DIRECTIONS:
In the listing below, locate the lines that hold "black" and copy them.
+--
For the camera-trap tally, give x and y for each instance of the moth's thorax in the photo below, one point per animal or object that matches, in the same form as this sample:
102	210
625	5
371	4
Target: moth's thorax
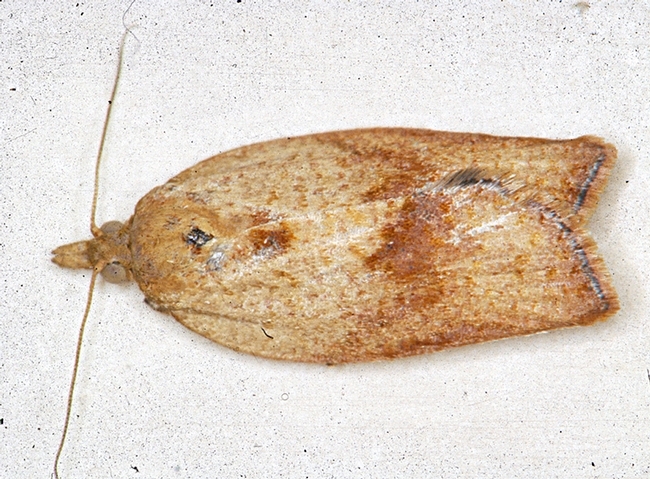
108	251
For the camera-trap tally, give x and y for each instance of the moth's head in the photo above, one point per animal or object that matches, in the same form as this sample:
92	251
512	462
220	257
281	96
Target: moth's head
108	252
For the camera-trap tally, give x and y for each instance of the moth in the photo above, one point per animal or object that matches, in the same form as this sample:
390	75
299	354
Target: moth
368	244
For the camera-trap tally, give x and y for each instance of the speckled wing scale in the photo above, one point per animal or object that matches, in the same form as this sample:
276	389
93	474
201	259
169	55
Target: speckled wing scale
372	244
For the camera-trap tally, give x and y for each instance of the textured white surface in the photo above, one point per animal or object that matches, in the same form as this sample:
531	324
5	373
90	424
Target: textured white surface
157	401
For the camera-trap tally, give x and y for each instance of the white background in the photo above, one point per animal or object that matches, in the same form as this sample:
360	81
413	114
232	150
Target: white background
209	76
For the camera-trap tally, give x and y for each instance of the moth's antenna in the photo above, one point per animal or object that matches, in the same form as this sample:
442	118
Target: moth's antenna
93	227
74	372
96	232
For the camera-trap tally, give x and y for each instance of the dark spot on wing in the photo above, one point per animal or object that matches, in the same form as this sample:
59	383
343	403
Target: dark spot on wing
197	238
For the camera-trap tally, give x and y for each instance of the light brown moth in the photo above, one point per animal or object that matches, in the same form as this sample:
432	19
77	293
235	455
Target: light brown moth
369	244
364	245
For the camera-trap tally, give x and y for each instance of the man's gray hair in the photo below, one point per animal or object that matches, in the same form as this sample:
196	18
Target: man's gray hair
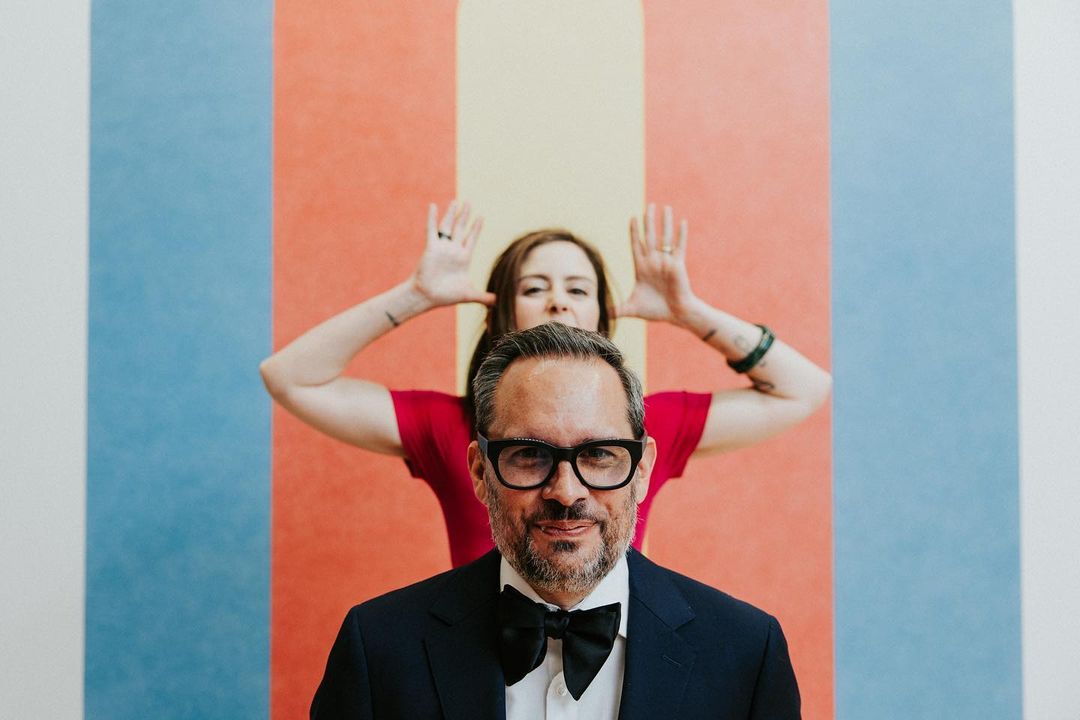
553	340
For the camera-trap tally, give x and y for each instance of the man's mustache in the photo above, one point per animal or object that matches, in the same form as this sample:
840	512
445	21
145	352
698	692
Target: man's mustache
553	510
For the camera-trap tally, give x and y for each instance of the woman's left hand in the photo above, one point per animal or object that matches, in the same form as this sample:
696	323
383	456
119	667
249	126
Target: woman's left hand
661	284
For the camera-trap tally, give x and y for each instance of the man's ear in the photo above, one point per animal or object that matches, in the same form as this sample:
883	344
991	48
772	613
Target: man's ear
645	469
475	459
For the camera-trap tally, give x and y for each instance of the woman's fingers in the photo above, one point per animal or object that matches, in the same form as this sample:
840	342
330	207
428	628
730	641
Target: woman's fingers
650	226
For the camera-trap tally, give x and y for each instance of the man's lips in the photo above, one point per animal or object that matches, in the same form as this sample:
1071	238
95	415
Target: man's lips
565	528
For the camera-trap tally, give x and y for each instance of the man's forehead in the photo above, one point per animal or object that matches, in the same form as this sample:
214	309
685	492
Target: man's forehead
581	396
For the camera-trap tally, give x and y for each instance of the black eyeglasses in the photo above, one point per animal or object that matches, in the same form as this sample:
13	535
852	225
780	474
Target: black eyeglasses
+--
SOLUTION:
For the camera-trap tally, give x and y for each instance of the black eyeglasses in the photo above, one point per animal or object that matches, in the same form as this sample:
Target: black eyeglasses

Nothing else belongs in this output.